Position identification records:
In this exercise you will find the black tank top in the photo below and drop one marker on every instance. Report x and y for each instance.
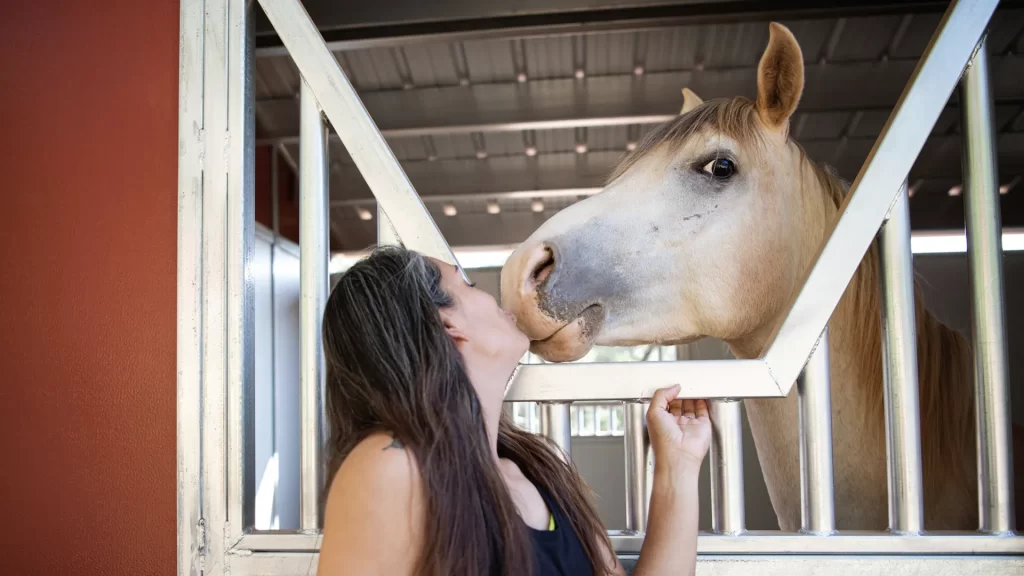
(558, 551)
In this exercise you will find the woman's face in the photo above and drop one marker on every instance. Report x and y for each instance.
(486, 335)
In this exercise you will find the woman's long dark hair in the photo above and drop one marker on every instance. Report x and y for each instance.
(392, 367)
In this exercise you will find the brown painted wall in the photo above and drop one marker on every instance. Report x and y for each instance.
(87, 287)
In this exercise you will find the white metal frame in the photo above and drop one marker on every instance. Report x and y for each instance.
(215, 320)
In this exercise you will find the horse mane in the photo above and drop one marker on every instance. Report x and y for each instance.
(944, 373)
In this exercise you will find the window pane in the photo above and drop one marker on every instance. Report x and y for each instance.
(616, 420)
(603, 416)
(587, 426)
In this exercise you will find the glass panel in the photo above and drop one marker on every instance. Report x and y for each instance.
(587, 425)
(603, 419)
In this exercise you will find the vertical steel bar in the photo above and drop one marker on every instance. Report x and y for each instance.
(313, 281)
(995, 472)
(817, 500)
(241, 318)
(274, 192)
(728, 516)
(899, 352)
(556, 425)
(636, 466)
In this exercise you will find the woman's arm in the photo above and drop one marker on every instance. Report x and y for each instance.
(680, 436)
(375, 512)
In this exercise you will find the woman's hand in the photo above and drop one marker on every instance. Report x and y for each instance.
(680, 429)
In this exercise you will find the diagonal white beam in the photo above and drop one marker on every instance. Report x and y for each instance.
(357, 131)
(876, 188)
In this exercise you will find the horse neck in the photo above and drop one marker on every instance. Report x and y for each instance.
(855, 348)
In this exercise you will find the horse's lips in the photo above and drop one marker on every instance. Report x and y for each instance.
(572, 340)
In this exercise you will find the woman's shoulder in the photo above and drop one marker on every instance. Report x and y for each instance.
(377, 490)
(379, 461)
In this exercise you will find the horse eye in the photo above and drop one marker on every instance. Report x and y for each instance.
(721, 168)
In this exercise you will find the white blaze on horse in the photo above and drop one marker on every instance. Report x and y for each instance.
(707, 230)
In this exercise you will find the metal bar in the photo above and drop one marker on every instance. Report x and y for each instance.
(241, 319)
(727, 515)
(626, 380)
(995, 471)
(899, 353)
(817, 499)
(274, 192)
(189, 285)
(313, 283)
(378, 165)
(511, 195)
(636, 467)
(556, 425)
(217, 68)
(753, 542)
(865, 205)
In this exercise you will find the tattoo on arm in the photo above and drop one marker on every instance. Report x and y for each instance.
(395, 443)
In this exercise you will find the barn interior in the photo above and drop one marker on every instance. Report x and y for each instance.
(502, 116)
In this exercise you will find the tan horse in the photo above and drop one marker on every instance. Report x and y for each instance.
(706, 230)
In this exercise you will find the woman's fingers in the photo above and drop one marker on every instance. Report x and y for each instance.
(663, 397)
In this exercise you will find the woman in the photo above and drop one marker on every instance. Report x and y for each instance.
(427, 474)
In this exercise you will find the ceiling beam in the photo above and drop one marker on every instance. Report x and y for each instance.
(348, 26)
(650, 98)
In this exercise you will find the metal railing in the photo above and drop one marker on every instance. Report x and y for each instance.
(215, 238)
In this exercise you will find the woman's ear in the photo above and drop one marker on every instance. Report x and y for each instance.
(453, 327)
(780, 78)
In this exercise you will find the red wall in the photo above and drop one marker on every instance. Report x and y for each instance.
(87, 286)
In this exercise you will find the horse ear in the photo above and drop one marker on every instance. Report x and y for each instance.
(780, 77)
(690, 100)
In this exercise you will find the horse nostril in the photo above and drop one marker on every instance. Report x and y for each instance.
(544, 268)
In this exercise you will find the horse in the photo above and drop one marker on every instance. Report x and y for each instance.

• Required task: Without including any pictures, print all of the material exactly as given.

• Result:
In this exercise you will find the black tank top in the photo below and drop one marker on every instance. Report x and y for each instance.
(558, 551)
In this exercise you will find the woman's face in the photo above and drop one marker on every instance. Report x and y for each instance.
(486, 335)
In this exercise you will find the woman's long dark hair in the photo above and drop one marker on every instance. Report x and y for each instance.
(392, 367)
In this exercise you will find the brown painted wall in the photo above and drop one marker on every instance. Report x and y for each instance.
(87, 287)
In this exercise you will find the white metal frame in the photo above and drop one marker on every instance. Report x and y for each instance.
(215, 320)
In this exercise you will find the horse mane in the photo above and drop one marker on every instance. Report x and y for each instance.
(944, 373)
In this exercise you will find the window pane in the photo above and drop one marker on every instance. Report x and y for each instance.
(616, 420)
(603, 416)
(587, 426)
In this exercise you will find the glass panel in the photo above and drop one marker on every instance. Report x and y for each instance.
(587, 425)
(603, 419)
In this exercise you will find the vertical steel bar in the photo above and drop one marker on every instance. Report x and y for each instance.
(313, 281)
(995, 472)
(817, 500)
(241, 318)
(274, 192)
(728, 516)
(899, 352)
(556, 425)
(636, 466)
In this exercise you will find the woman's arm in the photo above and drop one marker on every instance. Report x and y for each instance.
(680, 436)
(375, 512)
In this exercise you will find the woman's hand in the photo above and drop one marker on every instance. Report x and y for each instance.
(680, 429)
In this exercise you will find the diagonal white beam in the photo above and drop one marker on every instance. Report x and y for each instance.
(357, 131)
(876, 188)
In this exercise you will find the horse neck in the photo above and drop one marker on every instance. Report x and y for each instance.
(855, 348)
In this exercise you will find the horse's lips in the photo above and drop one marker on every instance. Report x and y for each instance.
(572, 340)
In this exercise you will find the woman's shoulder in the photo above and drop one marker on every instance. Report x and y for each instance.
(377, 490)
(379, 461)
In this exercise you will find the horse eye in the photo above and drop one marker on every instance. Report x and y for each instance.
(721, 168)
In this exercise you will find the white blaze on horse in the photo above and drop one marker on every instance. Report x and y for each instance.
(707, 230)
In this exercise you will find the metal bar in the photo above and drop one marker on every instance. Report x and y for each instance.
(241, 319)
(727, 515)
(626, 380)
(995, 471)
(899, 353)
(817, 499)
(274, 192)
(189, 285)
(313, 283)
(378, 165)
(511, 195)
(636, 467)
(556, 425)
(217, 68)
(753, 542)
(865, 205)
In this exercise you will find the tattoo on arm in the photo above and drop one marker on every instance. Report x and y for each instance.
(395, 443)
In this exercise you will find the barn interior in the photo above and drop one marker on every instance. Report x and y for each instance.
(502, 116)
In this exercise you will find the tan horse in the photo above and drop one marker on every instance. Report x and y for each instance.
(706, 230)
In this exercise you will find the woman's fingers in the photo above and drop one marker on every instance. Report x and y for each instance.
(663, 397)
In this exercise you will find the woman in the photo above and drop one marker on every instance. Report x and y for each instance.
(427, 474)
In this exercise you will find the ceiling beam in the photo above and drop one marker on every instance. Report x and y for each instance.
(348, 26)
(650, 98)
In this exercise you will find the metal railing in the photo above and drop one marker on every instance. Report x and y for each instance.
(215, 238)
In this exercise you will find the woman's ear in the photo above and drop one marker on every instance. Report x and y for each instance.
(453, 327)
(780, 78)
In this exercise you will find the red wall in the photo above and drop one marker on every instance. Report x and y for each instance.
(87, 286)
In this exercise you will find the horse ear in the photo above and drop one marker on every instance. Report x and y for each instance.
(780, 77)
(690, 100)
In this exercise you will find the horse nostril in the photo above and drop one marker on every instance. Report x and y for each instance.
(544, 268)
In this exercise you will find the horse in the photo above and drop one marker on every instance. Report x and y for each instance.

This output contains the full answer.